--- YOUR OBJECTIVE ---
Your answer should be every line of the records that contains the word "below".

--- Referring expression pointing data ---
────────────────

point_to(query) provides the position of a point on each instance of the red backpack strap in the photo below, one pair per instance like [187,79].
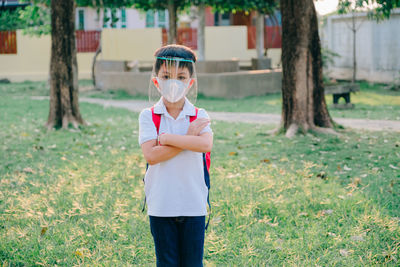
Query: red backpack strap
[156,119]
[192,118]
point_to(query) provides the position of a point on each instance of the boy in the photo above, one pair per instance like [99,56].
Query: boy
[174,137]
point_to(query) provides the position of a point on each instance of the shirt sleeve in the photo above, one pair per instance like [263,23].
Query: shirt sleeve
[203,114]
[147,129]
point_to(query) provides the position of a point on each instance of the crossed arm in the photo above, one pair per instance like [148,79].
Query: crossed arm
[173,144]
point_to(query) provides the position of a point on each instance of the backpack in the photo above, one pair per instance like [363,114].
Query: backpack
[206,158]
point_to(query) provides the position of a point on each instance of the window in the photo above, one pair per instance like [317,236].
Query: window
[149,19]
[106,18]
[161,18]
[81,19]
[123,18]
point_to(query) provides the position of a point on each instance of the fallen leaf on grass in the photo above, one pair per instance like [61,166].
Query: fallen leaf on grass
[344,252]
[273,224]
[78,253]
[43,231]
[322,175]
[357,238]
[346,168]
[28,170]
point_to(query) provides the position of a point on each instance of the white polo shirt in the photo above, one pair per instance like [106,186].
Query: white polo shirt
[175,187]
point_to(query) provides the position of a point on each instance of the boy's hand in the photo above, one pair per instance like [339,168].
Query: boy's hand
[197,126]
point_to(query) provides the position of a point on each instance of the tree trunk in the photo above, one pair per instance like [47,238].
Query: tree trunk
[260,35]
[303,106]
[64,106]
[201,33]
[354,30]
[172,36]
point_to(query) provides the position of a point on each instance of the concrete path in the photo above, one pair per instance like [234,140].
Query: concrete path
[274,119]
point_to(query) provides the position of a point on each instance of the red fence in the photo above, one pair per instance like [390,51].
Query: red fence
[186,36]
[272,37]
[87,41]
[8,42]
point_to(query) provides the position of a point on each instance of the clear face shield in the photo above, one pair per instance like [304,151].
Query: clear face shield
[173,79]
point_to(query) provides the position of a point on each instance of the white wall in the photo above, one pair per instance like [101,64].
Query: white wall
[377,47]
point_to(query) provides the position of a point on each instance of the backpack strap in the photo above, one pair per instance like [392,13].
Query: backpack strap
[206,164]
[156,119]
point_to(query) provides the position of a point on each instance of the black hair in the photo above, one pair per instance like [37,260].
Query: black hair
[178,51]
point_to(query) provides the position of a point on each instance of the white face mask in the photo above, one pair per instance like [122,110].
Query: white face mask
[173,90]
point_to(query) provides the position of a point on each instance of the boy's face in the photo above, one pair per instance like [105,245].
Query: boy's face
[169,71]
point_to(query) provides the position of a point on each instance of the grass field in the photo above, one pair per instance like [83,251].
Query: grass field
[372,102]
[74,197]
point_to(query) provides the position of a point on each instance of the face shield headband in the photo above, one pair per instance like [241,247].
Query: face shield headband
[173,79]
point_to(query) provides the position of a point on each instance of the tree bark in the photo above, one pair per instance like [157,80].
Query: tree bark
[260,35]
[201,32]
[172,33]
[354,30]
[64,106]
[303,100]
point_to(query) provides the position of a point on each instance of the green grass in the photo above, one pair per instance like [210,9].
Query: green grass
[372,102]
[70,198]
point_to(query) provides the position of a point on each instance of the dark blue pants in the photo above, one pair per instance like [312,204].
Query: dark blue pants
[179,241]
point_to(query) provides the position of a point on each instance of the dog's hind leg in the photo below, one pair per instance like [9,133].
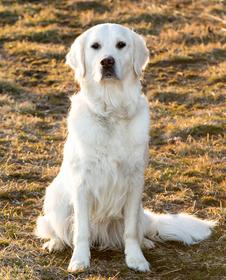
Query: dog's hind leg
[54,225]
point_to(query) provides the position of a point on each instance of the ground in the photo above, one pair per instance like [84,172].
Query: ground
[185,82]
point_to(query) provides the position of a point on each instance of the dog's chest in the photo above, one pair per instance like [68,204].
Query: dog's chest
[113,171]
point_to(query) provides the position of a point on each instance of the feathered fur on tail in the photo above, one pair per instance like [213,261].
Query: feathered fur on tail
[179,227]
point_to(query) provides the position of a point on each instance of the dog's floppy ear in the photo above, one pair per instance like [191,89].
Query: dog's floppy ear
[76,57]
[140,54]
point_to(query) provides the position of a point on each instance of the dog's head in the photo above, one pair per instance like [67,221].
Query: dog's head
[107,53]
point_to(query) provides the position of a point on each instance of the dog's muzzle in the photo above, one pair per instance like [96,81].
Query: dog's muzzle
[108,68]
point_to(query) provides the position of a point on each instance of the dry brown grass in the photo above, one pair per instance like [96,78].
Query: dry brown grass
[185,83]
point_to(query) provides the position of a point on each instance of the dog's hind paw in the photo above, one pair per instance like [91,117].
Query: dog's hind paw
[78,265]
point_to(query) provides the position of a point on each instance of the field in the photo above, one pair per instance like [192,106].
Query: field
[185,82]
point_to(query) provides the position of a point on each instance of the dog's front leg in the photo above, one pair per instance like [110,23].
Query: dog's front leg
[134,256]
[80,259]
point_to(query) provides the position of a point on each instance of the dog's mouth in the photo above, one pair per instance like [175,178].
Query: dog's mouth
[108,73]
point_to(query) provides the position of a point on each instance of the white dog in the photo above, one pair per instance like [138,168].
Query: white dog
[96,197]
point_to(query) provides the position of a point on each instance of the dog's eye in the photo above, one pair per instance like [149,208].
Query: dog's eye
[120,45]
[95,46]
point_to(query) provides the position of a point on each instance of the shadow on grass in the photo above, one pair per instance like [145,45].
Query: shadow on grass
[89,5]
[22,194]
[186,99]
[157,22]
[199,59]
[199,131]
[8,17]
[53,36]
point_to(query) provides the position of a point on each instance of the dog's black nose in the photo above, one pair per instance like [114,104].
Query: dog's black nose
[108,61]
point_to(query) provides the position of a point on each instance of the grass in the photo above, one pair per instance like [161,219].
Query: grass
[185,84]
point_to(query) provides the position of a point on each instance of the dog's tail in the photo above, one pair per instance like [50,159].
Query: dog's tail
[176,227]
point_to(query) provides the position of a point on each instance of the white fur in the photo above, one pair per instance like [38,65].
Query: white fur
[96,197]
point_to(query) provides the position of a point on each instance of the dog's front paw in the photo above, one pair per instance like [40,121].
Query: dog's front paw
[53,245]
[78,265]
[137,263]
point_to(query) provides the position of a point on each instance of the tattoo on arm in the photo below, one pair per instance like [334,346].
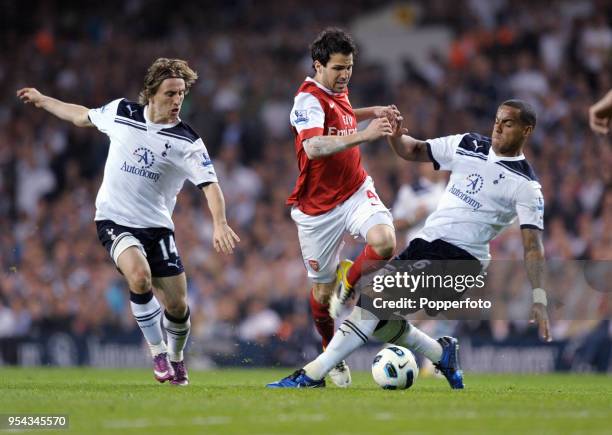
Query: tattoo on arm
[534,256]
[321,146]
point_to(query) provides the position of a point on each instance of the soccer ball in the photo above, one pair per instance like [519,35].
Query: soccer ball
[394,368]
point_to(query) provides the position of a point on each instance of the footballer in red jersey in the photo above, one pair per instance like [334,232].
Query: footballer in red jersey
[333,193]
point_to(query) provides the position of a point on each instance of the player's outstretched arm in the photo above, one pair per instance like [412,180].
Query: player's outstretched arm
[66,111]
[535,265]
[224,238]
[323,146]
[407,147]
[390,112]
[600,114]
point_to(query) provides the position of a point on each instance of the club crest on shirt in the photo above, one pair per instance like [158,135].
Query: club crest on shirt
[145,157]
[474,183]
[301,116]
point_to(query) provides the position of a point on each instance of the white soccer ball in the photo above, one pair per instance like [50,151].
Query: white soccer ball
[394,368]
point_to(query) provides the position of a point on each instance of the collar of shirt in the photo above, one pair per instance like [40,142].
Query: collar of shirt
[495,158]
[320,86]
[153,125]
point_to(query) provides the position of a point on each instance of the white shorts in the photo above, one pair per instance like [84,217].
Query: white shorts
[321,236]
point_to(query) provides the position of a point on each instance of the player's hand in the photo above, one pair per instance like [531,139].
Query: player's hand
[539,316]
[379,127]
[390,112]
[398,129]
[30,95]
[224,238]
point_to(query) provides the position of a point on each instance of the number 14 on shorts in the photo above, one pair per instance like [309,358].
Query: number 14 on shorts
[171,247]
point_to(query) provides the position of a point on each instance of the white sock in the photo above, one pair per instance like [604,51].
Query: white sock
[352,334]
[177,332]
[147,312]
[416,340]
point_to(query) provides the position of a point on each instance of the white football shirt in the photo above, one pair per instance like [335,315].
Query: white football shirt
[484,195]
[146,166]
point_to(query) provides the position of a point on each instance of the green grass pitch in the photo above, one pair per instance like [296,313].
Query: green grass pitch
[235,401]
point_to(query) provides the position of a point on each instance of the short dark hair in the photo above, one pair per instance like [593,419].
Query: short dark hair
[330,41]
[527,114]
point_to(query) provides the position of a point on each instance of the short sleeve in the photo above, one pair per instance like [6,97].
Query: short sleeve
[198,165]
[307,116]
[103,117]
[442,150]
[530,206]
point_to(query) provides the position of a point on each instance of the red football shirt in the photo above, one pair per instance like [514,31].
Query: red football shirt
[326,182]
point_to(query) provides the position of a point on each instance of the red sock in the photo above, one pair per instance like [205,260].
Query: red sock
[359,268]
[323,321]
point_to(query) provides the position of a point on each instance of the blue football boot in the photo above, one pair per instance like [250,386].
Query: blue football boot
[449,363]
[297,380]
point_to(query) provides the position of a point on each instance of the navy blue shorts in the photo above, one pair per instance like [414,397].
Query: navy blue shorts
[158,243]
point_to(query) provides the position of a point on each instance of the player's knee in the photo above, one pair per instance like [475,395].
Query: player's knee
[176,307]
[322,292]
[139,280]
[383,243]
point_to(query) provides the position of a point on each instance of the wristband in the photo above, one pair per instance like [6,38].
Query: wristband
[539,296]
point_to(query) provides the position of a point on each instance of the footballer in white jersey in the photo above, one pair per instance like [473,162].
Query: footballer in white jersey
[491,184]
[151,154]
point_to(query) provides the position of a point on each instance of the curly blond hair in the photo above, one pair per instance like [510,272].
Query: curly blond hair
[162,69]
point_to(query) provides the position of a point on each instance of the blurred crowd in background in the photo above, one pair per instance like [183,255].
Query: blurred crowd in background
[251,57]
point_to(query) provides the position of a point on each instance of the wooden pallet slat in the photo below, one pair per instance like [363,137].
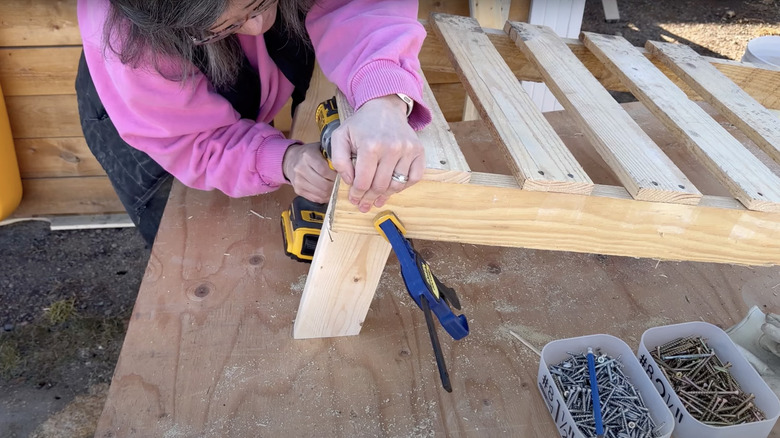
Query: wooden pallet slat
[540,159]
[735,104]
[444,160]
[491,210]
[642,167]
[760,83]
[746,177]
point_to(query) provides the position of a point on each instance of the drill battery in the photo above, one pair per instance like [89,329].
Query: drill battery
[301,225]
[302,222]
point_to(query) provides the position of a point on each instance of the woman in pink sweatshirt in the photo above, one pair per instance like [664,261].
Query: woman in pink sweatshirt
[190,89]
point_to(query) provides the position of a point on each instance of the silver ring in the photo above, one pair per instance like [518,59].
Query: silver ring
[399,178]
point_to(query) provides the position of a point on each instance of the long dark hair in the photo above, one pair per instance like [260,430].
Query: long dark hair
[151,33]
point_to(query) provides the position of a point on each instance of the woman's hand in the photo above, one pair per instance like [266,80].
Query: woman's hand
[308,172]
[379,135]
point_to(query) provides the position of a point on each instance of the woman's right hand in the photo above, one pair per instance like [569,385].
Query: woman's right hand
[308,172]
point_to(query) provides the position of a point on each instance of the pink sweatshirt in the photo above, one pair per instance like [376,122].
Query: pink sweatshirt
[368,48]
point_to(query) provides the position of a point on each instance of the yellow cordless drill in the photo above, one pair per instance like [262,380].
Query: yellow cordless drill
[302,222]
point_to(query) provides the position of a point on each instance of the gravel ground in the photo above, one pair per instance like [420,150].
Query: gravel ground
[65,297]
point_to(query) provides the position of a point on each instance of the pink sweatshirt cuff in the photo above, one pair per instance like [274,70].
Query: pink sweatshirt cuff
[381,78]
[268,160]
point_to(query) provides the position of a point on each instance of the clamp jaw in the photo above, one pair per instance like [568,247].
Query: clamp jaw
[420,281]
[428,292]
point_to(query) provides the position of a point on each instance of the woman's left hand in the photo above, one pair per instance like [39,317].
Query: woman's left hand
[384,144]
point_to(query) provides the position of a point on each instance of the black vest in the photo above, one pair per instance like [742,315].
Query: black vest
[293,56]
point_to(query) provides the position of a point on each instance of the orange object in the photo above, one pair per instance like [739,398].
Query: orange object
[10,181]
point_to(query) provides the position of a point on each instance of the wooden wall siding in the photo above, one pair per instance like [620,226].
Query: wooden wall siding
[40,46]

────────────────

--- TASK ANSWER ---
point_to(query) provides the position of a point on each instance of the red backpack strap in the photo below, one pair per instance like [187,79].
point_to(query) provides the position of a point on each instance of the dog's hind leg in the photo below, one pair per instance like [9,133].
point_to(query) provides the position of a point on each instance of the tattoo on arm in the photo below, one pair per instance like [334,346].
point_to(query) provides the position of a point on each instance of the wooden pallet slat in the photo below, one pair per instance like [363,137].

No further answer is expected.